§ **SET PROBLEM A**: Translate this sentence from the email marketing guide into Spanish: "Social proof is evidence that your product is effective."

§ **EXTRACT TO READ**:
>>>>

The Comprehensive Email Marketing Guide – Part 5: How To Achieve Productivity
Reading time: 19 minutes.
Wheaton Website Services has summarized approximately 250 pages of e-books, pdf articles and blog posts from the authoritative companies* in the email marketing industry to provide a comprehensive yet manageable guide to help you understand the value of and the tactics to complete an email marketing campaign.
This Wheaton Website Services email marketing guide is brought to you in 5 parts covering on 21 topics. No need to have a membership with these companies and read 250 pages. We’ve boiled it down to make it easier for you to understand and implement.
Social proof is evidence that your product is effective. It tells the reader that your product has more fans than just your mom. It shows how your product positively transformed someone’s life.
Quotes: You can ask a satisfied customer for a quote about why they love your product or can’t wait to try it. When a new subscriber reads that other people are excited about your product, they’ll be more likely to take action too.
Numbers: Marketing professionals use data all the time to persuade people to buy a product or donate to a cause, especially if others have bought first. They call it the “Statistics Appeal” and it’s based off research that shows people generally trust numbers that others have trusted. So use numbers and stats that tie directly to the success or quality of your product to give perceived weight to your product. Ratings: Have 5/5 stars on Google or Bing? Let your subscribers know! Great reviews or ratings provide social proof that others recommend your business or products which might compel prospects to click through to the order page or check out the reviews. If your subscribers see others taking positive actions, they will be more inclined to buy. Influencers: If you have famous industry clients, tell your subscribers. Or have them give you an endorsement that you can include in your messages. People are more likely to buy a product if they admire a person or business that uses it. Case studies: Have a customer who is extremely excited about your product or service? Ask them to relay their experience to you, and post it on your blog or website. That story may be my story!
Consumer Engagement And Loyalty
When asked which channels do you prefer to get promotions from:
Litmus completed a 2019 study where 100,000 respondents reported that they open significantly more personalized subject line emails than ‘cold’ emails even if the topic is relevant. The Litmus test also reported that personalized emails that were ‘interactive’ where the communication became ‘back and forth’ reported even higher open and click thru results.
Extensive Personalize Emails
These are the most difficult to accomplish as it is based on deep Tribal research:
These emails have a personalized subject line with the recipient’s name.

<<<<

§ **SET PROBLEM B**: Find every line in the rows below that contains the string "mountain", treating uppercase and lowercase as different, and copy each of those lines.

§ **RECORDED DATA**:
>>>>

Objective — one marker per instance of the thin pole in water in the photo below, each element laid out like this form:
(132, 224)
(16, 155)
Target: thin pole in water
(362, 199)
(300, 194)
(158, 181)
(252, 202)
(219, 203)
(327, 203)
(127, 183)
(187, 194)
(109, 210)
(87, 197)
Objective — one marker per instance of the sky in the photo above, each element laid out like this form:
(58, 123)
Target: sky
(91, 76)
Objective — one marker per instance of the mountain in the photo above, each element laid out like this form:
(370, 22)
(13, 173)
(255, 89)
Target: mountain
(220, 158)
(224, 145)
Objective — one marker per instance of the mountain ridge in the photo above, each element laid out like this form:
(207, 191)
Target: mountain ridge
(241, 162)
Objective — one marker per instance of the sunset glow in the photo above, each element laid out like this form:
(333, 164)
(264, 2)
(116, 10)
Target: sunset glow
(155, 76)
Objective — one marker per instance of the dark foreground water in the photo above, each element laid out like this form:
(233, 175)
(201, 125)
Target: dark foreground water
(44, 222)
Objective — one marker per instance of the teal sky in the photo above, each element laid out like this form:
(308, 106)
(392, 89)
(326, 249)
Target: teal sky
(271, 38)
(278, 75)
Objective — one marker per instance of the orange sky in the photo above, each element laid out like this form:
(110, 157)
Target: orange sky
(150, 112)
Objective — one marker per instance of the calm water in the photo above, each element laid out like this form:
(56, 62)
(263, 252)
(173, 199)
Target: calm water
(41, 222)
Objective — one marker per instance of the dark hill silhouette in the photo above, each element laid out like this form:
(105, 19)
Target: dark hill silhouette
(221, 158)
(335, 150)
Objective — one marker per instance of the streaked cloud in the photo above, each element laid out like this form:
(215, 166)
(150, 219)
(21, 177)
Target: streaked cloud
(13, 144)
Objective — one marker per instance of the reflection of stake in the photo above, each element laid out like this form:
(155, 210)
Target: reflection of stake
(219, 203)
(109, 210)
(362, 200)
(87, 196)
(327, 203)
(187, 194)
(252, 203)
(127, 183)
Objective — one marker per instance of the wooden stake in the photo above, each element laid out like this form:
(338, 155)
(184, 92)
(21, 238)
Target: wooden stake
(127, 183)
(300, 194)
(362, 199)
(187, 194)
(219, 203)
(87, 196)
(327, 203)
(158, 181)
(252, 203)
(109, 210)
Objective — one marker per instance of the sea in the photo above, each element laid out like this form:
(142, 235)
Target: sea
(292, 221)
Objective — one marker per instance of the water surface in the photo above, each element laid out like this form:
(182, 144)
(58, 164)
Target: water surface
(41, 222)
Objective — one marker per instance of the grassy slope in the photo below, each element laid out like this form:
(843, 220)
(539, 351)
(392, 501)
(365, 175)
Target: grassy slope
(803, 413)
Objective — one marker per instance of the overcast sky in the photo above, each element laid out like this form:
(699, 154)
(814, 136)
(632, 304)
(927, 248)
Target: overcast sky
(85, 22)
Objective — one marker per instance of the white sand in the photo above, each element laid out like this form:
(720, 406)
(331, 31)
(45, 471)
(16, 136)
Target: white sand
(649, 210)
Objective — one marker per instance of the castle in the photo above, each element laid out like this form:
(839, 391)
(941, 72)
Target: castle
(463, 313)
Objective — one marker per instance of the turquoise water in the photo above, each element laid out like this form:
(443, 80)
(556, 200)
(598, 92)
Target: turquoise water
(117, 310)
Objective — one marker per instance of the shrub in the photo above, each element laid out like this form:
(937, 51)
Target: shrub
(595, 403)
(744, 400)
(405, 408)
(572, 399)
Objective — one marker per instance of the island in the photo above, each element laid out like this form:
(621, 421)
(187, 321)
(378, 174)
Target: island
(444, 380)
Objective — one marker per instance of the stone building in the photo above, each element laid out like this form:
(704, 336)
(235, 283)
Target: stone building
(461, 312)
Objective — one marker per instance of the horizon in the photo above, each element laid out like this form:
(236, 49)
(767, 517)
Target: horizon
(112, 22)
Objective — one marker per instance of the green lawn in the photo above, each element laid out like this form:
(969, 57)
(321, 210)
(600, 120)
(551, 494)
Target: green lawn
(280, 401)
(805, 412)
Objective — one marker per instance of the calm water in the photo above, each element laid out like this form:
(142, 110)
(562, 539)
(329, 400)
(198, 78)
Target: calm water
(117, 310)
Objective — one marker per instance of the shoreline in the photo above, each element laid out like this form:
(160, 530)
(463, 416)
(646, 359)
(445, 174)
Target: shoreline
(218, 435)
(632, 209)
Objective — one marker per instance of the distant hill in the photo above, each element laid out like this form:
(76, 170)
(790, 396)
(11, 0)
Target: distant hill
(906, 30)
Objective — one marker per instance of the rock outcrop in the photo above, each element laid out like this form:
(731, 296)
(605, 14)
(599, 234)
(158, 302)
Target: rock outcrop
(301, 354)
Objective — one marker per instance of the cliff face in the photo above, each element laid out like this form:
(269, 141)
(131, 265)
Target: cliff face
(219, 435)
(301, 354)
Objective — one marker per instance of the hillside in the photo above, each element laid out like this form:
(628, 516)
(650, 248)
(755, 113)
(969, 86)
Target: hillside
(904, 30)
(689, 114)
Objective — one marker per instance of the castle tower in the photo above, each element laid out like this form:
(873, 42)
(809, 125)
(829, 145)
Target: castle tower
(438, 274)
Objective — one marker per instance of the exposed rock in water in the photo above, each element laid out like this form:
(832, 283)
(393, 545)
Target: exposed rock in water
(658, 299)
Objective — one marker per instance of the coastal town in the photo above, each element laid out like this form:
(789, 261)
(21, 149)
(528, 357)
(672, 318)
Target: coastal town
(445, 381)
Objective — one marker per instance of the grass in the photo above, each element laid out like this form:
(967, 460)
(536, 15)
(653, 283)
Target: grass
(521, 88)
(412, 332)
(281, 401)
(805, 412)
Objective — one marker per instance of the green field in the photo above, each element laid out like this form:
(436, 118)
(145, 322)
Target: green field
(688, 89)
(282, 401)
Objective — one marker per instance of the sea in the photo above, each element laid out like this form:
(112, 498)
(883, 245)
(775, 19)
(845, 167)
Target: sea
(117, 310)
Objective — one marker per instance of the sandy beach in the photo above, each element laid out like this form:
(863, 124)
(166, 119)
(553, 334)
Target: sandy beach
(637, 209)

<<<<

§ **CORRECT ANSWER A**: La prueba social es evidencia de que tu producto es eficaz.

§ **CORRECT ANSWER B**:
Objective — one marker per instance of the mountain in the photo above, each element laid out like this form:
Target: mountain
Objective — one marker per instance of the mountain ridge in the photo above, each element laid out like this form:
Target: mountain ridge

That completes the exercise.